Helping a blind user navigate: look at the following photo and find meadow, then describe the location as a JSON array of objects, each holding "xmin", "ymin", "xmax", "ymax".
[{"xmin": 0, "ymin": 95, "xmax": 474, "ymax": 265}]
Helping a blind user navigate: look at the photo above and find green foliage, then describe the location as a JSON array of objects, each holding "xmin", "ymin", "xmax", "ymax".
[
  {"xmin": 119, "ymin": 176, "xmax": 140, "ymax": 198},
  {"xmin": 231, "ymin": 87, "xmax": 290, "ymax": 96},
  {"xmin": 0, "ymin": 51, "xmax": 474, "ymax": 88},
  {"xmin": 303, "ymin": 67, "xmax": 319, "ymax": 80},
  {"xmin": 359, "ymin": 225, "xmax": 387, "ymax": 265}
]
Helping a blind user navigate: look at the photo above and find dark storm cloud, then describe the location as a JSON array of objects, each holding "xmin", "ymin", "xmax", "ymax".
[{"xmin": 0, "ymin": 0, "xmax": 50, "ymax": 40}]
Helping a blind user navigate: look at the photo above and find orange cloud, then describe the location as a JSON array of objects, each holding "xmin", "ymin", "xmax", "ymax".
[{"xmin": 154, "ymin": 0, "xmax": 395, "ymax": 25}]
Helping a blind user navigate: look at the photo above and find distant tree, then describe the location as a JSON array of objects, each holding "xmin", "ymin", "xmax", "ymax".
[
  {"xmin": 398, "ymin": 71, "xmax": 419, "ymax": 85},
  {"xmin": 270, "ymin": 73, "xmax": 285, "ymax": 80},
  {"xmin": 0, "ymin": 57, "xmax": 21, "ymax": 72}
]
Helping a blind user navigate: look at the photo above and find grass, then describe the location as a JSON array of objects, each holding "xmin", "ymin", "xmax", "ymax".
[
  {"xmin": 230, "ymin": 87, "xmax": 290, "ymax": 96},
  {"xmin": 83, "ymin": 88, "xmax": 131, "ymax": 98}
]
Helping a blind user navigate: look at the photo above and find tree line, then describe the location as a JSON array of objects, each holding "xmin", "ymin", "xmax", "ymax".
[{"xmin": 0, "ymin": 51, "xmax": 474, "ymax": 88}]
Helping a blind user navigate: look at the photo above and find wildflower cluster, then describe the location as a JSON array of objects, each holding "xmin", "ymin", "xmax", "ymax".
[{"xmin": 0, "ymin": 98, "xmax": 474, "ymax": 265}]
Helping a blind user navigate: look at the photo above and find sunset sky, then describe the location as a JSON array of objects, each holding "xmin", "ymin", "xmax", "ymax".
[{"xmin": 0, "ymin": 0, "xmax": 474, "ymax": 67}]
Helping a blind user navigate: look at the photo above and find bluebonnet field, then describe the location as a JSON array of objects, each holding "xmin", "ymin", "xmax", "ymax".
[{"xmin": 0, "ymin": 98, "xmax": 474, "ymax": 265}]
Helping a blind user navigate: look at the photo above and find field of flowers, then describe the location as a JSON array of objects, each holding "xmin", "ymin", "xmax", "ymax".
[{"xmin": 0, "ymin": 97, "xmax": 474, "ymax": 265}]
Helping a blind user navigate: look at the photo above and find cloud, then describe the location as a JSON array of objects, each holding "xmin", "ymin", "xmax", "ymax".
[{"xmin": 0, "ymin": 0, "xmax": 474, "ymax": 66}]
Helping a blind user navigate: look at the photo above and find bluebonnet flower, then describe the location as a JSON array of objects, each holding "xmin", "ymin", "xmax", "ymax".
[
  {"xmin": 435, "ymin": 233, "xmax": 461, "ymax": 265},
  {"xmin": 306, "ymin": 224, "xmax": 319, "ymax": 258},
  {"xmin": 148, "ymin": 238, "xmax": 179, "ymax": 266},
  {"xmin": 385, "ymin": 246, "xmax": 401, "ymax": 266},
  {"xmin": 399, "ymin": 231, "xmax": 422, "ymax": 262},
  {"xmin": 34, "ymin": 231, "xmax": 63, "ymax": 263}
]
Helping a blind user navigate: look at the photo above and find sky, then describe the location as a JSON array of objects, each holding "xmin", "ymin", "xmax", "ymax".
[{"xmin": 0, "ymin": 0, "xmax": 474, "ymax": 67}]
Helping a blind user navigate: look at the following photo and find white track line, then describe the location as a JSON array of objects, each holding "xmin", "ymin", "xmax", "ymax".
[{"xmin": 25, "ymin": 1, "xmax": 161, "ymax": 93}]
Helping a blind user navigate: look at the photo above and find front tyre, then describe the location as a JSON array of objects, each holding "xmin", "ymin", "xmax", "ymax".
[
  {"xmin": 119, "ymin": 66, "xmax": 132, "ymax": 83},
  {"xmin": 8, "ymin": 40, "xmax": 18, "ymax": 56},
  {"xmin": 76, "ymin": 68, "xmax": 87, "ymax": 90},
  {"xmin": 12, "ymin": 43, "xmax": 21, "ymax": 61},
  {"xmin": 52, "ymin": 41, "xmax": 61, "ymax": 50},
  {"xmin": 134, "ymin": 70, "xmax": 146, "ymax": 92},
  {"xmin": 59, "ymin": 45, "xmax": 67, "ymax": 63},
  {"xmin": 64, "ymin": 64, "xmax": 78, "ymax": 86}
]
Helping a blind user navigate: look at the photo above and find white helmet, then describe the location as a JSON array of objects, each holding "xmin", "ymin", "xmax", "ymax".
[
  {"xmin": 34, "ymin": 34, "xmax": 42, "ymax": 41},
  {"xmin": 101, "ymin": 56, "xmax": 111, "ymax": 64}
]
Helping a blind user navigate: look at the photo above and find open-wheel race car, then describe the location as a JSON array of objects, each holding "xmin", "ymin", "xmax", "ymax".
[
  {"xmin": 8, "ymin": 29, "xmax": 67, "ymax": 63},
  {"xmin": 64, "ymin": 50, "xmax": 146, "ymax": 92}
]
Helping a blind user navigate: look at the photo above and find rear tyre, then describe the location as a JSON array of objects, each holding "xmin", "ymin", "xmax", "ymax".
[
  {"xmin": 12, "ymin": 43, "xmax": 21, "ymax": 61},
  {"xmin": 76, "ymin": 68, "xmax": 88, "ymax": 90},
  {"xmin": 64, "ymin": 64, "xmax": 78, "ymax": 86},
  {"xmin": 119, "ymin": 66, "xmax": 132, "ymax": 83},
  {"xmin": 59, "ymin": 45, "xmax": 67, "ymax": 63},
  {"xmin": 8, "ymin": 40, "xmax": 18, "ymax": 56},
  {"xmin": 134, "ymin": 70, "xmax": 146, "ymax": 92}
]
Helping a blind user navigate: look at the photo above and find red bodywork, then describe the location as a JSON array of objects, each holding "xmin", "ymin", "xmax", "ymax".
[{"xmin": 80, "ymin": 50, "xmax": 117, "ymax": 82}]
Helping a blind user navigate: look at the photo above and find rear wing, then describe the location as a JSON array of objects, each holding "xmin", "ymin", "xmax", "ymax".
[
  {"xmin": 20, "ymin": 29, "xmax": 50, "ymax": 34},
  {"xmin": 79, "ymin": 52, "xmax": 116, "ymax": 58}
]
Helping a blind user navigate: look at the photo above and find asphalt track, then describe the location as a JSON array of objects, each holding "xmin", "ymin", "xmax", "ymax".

######

**CONSEGNA:** Aggiorna tutti i record sostituendo ogni occorrenza di "blind user" con "visually impaired user" e lascia invariato tutto il resto.

**RISPOSTA SCRITTA:**
Helping a visually impaired user navigate: look at the following photo and find meadow, then describe the location as a JSON array of objects, each holding "xmin", "ymin", "xmax", "ymax".
[{"xmin": 0, "ymin": 95, "xmax": 474, "ymax": 265}]
Helping a visually impaired user navigate: look at the photo above and find green foliage, then describe the location as a JSON array of objects, each holding "xmin", "ymin", "xmax", "ymax".
[
  {"xmin": 119, "ymin": 176, "xmax": 140, "ymax": 198},
  {"xmin": 231, "ymin": 87, "xmax": 290, "ymax": 96},
  {"xmin": 0, "ymin": 51, "xmax": 474, "ymax": 88},
  {"xmin": 303, "ymin": 67, "xmax": 319, "ymax": 80},
  {"xmin": 359, "ymin": 225, "xmax": 387, "ymax": 265}
]
Helping a visually impaired user navigate: look at the photo above and find dark storm cloud, then describe the location as a JSON array of objects, each holding "xmin", "ymin", "xmax", "ymax".
[{"xmin": 0, "ymin": 0, "xmax": 50, "ymax": 40}]
Helping a visually impaired user navigate: look at the photo above and find orange cloud, then describe the location as a JSON array of objects, each holding "xmin", "ymin", "xmax", "ymax".
[{"xmin": 154, "ymin": 0, "xmax": 395, "ymax": 25}]
Helping a visually impaired user navigate: look at the photo above and find distant tree, then describe the location as a JSON array of objects, each holding "xmin", "ymin", "xmax", "ymax".
[
  {"xmin": 398, "ymin": 71, "xmax": 419, "ymax": 85},
  {"xmin": 270, "ymin": 73, "xmax": 285, "ymax": 80},
  {"xmin": 0, "ymin": 57, "xmax": 21, "ymax": 72}
]
Helping a visually impaired user navigate: look at the photo above and find grass, then describe the location as a JSON array of objects, each holding "xmin", "ymin", "xmax", "ymax".
[
  {"xmin": 230, "ymin": 87, "xmax": 290, "ymax": 96},
  {"xmin": 83, "ymin": 88, "xmax": 131, "ymax": 98}
]
Helping a visually impaired user navigate: look at the photo above and find tree line, then describe the location as a JSON array of objects, each holding "xmin", "ymin", "xmax", "ymax".
[{"xmin": 0, "ymin": 51, "xmax": 474, "ymax": 88}]
Helping a visually impaired user navigate: look at the photo above and find wildflower cluster, then describe the location as a JSON array of objects, each holding "xmin", "ymin", "xmax", "ymax".
[{"xmin": 0, "ymin": 98, "xmax": 474, "ymax": 265}]
Helping a visually impaired user navigate: look at the photo above and find sunset sky, then describe the location as a JSON array of objects, each holding "xmin", "ymin", "xmax", "ymax".
[{"xmin": 0, "ymin": 0, "xmax": 474, "ymax": 67}]
Helping a visually impaired user navigate: look at the photo above and find bluebonnet field, then describe the location as a JSON array of objects, each holding "xmin", "ymin", "xmax", "ymax".
[{"xmin": 0, "ymin": 98, "xmax": 474, "ymax": 265}]
Helping a visually impaired user navigate: look at the photo above and find field of flowers, then describe the location as a JSON array of objects, each holding "xmin", "ymin", "xmax", "ymax".
[{"xmin": 0, "ymin": 97, "xmax": 474, "ymax": 265}]
Helping a visually impaired user navigate: look at the photo above and find cloud, then describe the location as a JSON array of objects, each holding "xmin", "ymin", "xmax", "ymax".
[{"xmin": 0, "ymin": 0, "xmax": 474, "ymax": 66}]
Helping a visually impaired user navigate: look at the photo above and find bluebonnet flower, then describe the location as a JSON array of objects, each holding "xmin", "ymin", "xmax", "ymax".
[
  {"xmin": 435, "ymin": 233, "xmax": 461, "ymax": 265},
  {"xmin": 306, "ymin": 224, "xmax": 319, "ymax": 258},
  {"xmin": 148, "ymin": 238, "xmax": 179, "ymax": 266},
  {"xmin": 385, "ymin": 246, "xmax": 401, "ymax": 266},
  {"xmin": 399, "ymin": 231, "xmax": 422, "ymax": 262},
  {"xmin": 34, "ymin": 231, "xmax": 63, "ymax": 263}
]
Helping a visually impaired user navigate: look at the photo above and find sky, then describe the location as a JSON array of objects, each holding "xmin", "ymin", "xmax", "ymax".
[{"xmin": 0, "ymin": 0, "xmax": 474, "ymax": 67}]
Helping a visually impaired user navigate: look at the following photo and find white track line, then describe the location as a JSON array of objects, each holding "xmin", "ymin", "xmax", "ymax".
[{"xmin": 25, "ymin": 1, "xmax": 161, "ymax": 93}]
Helping a visually impaired user navigate: look at the photo above and find front tyre, then describe the location as a JSON array of objects, each holding "xmin", "ymin", "xmax", "ymax".
[
  {"xmin": 119, "ymin": 66, "xmax": 132, "ymax": 83},
  {"xmin": 8, "ymin": 40, "xmax": 18, "ymax": 56},
  {"xmin": 76, "ymin": 68, "xmax": 87, "ymax": 90},
  {"xmin": 12, "ymin": 43, "xmax": 21, "ymax": 61},
  {"xmin": 52, "ymin": 41, "xmax": 61, "ymax": 50},
  {"xmin": 134, "ymin": 70, "xmax": 146, "ymax": 92},
  {"xmin": 59, "ymin": 45, "xmax": 67, "ymax": 63},
  {"xmin": 64, "ymin": 64, "xmax": 78, "ymax": 86}
]
Helping a visually impaired user navigate: look at the photo above and find white helmet, then describe the location as a JSON array of objects, each holding "xmin", "ymin", "xmax", "ymax".
[
  {"xmin": 34, "ymin": 34, "xmax": 42, "ymax": 41},
  {"xmin": 101, "ymin": 56, "xmax": 111, "ymax": 64}
]
Helping a visually impaired user navigate: look at the photo above and find open-wheel race car, then describe the location as a JSON array of objects, each holding "xmin", "ymin", "xmax", "ymax".
[
  {"xmin": 8, "ymin": 29, "xmax": 67, "ymax": 63},
  {"xmin": 64, "ymin": 50, "xmax": 146, "ymax": 92}
]
Helping a visually impaired user navigate: look at the photo above and find rear tyre, then describe the location as a JSON array of objects, each holding "xmin", "ymin", "xmax", "ymax".
[
  {"xmin": 12, "ymin": 43, "xmax": 21, "ymax": 61},
  {"xmin": 76, "ymin": 68, "xmax": 88, "ymax": 90},
  {"xmin": 64, "ymin": 64, "xmax": 78, "ymax": 86},
  {"xmin": 119, "ymin": 66, "xmax": 132, "ymax": 83},
  {"xmin": 59, "ymin": 45, "xmax": 67, "ymax": 63},
  {"xmin": 8, "ymin": 40, "xmax": 18, "ymax": 56},
  {"xmin": 134, "ymin": 70, "xmax": 146, "ymax": 92}
]
Helping a visually impaired user navigate: look at the photo above and find red bodywork, then describe the location as a JSON array of objects, each holding "xmin", "ymin", "xmax", "ymax".
[{"xmin": 80, "ymin": 50, "xmax": 117, "ymax": 82}]
Helping a visually impaired user navigate: look at the photo above and find rear wing, then describe the location as a JSON array of objects, each holding "xmin", "ymin", "xmax", "ymax".
[
  {"xmin": 20, "ymin": 29, "xmax": 50, "ymax": 34},
  {"xmin": 79, "ymin": 52, "xmax": 116, "ymax": 58}
]
Helping a visually impaired user navigate: look at the photo above and find asphalt track, then describe the location as a JSON array of objects, each holding "xmin", "ymin", "xmax", "ymax".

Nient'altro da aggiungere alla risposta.